--- Exercise requirements ---
The answer should be an exact copy of the data.

------ Source material

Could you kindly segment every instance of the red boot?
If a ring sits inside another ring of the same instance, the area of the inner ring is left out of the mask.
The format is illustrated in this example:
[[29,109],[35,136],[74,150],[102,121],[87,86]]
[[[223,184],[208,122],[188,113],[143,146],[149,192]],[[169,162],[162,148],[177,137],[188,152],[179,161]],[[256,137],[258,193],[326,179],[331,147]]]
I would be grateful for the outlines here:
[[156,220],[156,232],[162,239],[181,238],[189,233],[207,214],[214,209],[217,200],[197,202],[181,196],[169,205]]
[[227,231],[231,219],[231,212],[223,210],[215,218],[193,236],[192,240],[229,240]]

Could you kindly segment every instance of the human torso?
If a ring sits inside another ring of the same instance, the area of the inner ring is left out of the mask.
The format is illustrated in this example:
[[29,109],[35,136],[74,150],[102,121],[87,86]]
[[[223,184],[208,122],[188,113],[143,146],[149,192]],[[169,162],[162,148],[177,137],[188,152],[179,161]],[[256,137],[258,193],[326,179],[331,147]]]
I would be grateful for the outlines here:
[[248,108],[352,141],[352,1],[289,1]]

------------

--- Result below ---
Could you kindly segment every instance of the red boot?
If a ring sits inside another ring of the same instance, the area of the inner ring is left out of the mask.
The format is illustrated in this example:
[[29,109],[35,136],[74,150],[102,121],[87,86]]
[[[223,184],[208,122],[188,113],[143,146],[149,192]],[[169,162],[162,148],[177,137],[188,152],[179,161]],[[256,137],[258,193],[326,179],[331,147]]]
I would be grateful for the outlines here:
[[156,220],[156,232],[162,239],[181,238],[189,233],[207,214],[214,209],[217,200],[197,202],[181,196],[169,205]]
[[227,231],[231,219],[231,212],[223,210],[215,218],[193,236],[192,240],[229,240]]

Could you kindly segment every instance of the human torso?
If a ring sits inside another ring of the same instance, the area of the inner ring is left out of the mask.
The format is illustrated in this example:
[[29,109],[35,136],[74,150],[102,121],[87,86]]
[[[223,184],[208,122],[188,113],[143,146],[149,192]],[[169,162],[162,148],[177,137],[188,152],[179,161]],[[256,137],[258,193],[326,179],[331,147]]]
I would be grateful for the outlines here:
[[248,108],[352,141],[352,1],[289,1]]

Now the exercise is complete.